Point labeling rows:
— BEGIN —

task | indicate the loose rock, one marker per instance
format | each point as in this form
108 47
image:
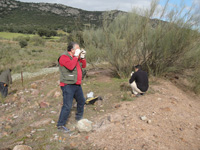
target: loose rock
84 125
22 147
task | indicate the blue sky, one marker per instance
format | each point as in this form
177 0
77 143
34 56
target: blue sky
102 5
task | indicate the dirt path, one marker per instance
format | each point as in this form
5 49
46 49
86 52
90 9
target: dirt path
172 122
171 118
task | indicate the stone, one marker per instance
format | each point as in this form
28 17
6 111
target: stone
159 99
148 121
84 125
117 106
35 92
114 118
34 86
22 100
41 122
44 104
143 118
22 147
57 94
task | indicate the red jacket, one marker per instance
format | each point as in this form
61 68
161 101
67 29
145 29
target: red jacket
71 64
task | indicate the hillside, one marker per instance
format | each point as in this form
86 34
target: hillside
15 15
172 116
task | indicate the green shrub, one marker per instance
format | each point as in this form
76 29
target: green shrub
36 41
135 38
63 39
19 38
23 43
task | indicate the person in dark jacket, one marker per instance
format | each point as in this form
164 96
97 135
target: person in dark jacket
139 81
5 80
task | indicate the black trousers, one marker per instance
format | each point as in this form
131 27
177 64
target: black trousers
3 90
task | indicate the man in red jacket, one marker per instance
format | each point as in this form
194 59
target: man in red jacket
71 63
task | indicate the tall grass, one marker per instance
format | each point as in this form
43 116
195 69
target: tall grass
136 38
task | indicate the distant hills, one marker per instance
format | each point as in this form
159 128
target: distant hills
23 17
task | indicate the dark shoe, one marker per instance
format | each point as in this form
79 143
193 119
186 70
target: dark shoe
63 129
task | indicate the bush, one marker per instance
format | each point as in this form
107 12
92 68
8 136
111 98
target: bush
23 43
135 38
63 39
19 38
36 41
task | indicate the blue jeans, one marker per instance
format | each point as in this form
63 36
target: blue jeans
3 90
69 92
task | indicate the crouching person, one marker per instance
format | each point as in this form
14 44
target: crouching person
139 81
71 63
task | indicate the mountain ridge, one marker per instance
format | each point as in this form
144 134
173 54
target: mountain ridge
46 15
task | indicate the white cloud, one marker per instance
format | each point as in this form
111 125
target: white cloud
97 5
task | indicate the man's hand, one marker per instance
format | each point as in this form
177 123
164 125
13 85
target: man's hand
83 52
132 73
77 53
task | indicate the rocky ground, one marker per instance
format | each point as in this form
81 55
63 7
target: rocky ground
166 118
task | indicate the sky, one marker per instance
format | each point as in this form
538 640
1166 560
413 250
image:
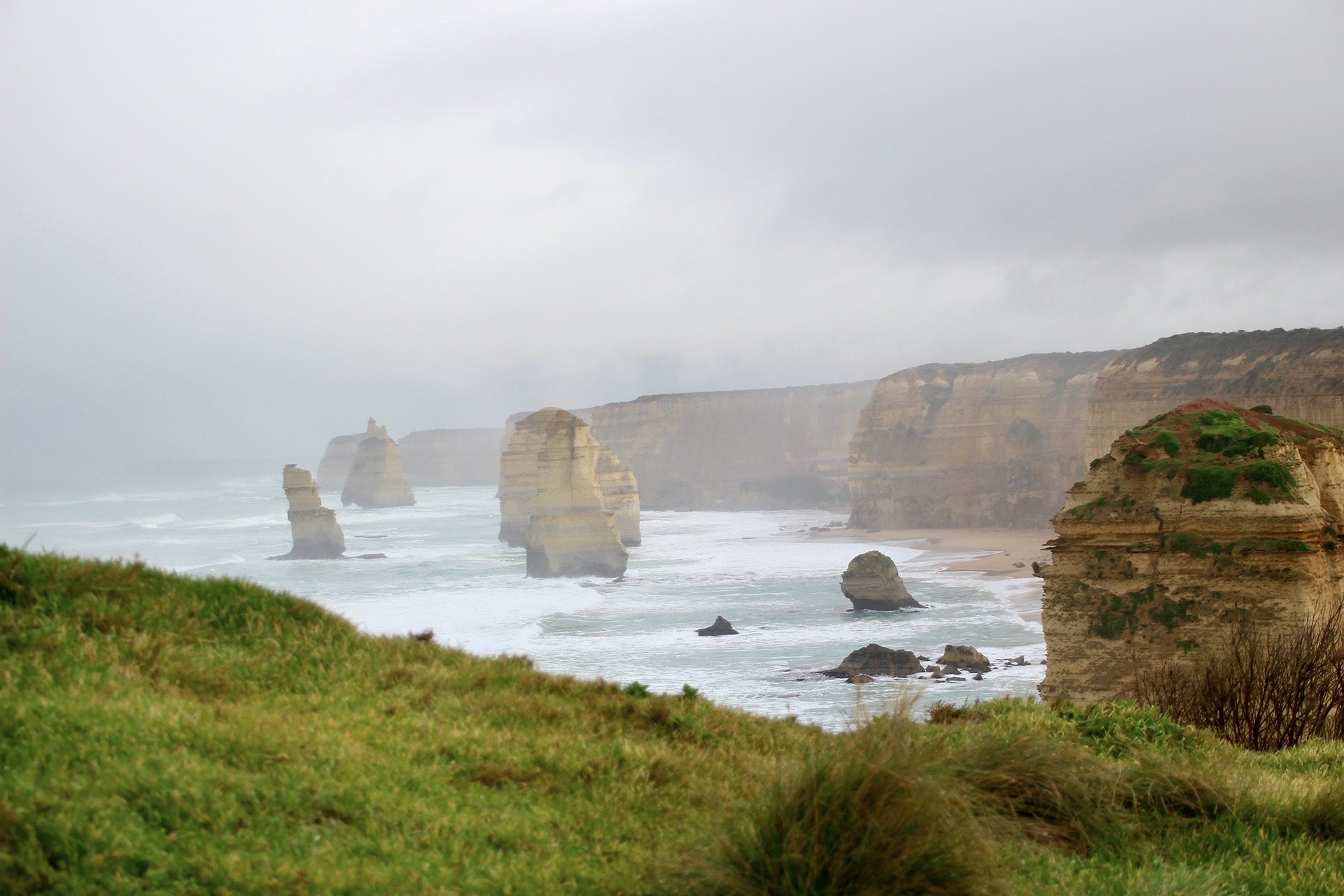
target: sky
238 229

— END —

Retype every one of the rows above character for character, leaving out the pictures.

Answer to this problem:
task | indicate the loose rock, one marker per instance
format | each point as in this form
108 47
image:
target: loose rock
84 125
22 147
task | indicate the blue sky, one marker per instance
format | each point as in this form
177 0
77 143
34 56
target: blue sky
102 5
task | indicate the dirt path, one marker per instance
format | each point as in this form
5 49
46 49
86 52
90 9
target: dirt path
172 122
171 118
task | indicate the stone, one marker per instance
format | each point as in this form
28 17
6 111
target: stone
159 99
148 121
84 125
117 106
35 92
114 118
34 86
22 100
41 122
44 104
143 118
22 147
57 94
task | indicate the red jacket, one marker per instance
format | each point as in this form
61 68
161 101
67 29
145 29
target: red jacket
71 64
task | indicate the hillside, one marker per instance
format | each point as in this form
86 34
target: hillside
15 15
172 116
task | indicate the green shrub, one marker per instance
format | each point as in this form
76 29
target: green shrub
36 41
135 38
63 39
19 38
23 43
task | indicate the person in dark jacket, one marker per instance
format | each point as in this form
164 96
97 135
target: person in dark jacket
139 81
5 80
task | indicate the black trousers, one marker per instance
format | each point as in this form
131 27
177 64
target: black trousers
3 90
task | indicate the man in red jacket, one marker per instance
format | each point as in this form
194 59
target: man in red jacket
71 63
task | indicate the tall grass, one marker per instance
format | each point as in this form
43 116
195 69
target: tall grass
136 38
task | indicate the distant hills, one marker per instance
format | each point as in this form
159 128
target: distant hills
23 17
task | indicate the dark shoe, one marker per instance
format | each point as in this form
79 143
193 119
186 70
target: dark shoe
63 129
task | indicate the bush, one marker per instance
format | each point as in this form
107 12
92 68
8 136
111 98
target: bush
23 43
135 38
63 39
19 38
36 41
task | indicate the blue jeans, one marker per instance
format | each point as in this form
63 36
target: blue jeans
3 90
69 92
task | indicate the crouching person, one marker per instance
format | each point as in this form
14 44
target: crouching person
139 81
71 63
task | indicate the mountain ridge, one marker per instance
format | each point as in this form
144 134
173 54
target: mountain ridge
46 15
task | indicate the white cloud, one marker per instance
format | each point as in this form
111 125
target: white cloud
97 5
task | indicate the man's hand, one marker per instance
format | each point as in this form
177 123
164 125
13 85
target: man's hand
83 52
132 73
77 53
task | indicate the rocky ground, one marker per instance
format | each point as in this form
81 55
63 7
target: rocky ground
166 118
task | indicate the sky, one marker per instance
format | each point as in this form
538 640
1166 560
413 250
image:
target: sky
238 229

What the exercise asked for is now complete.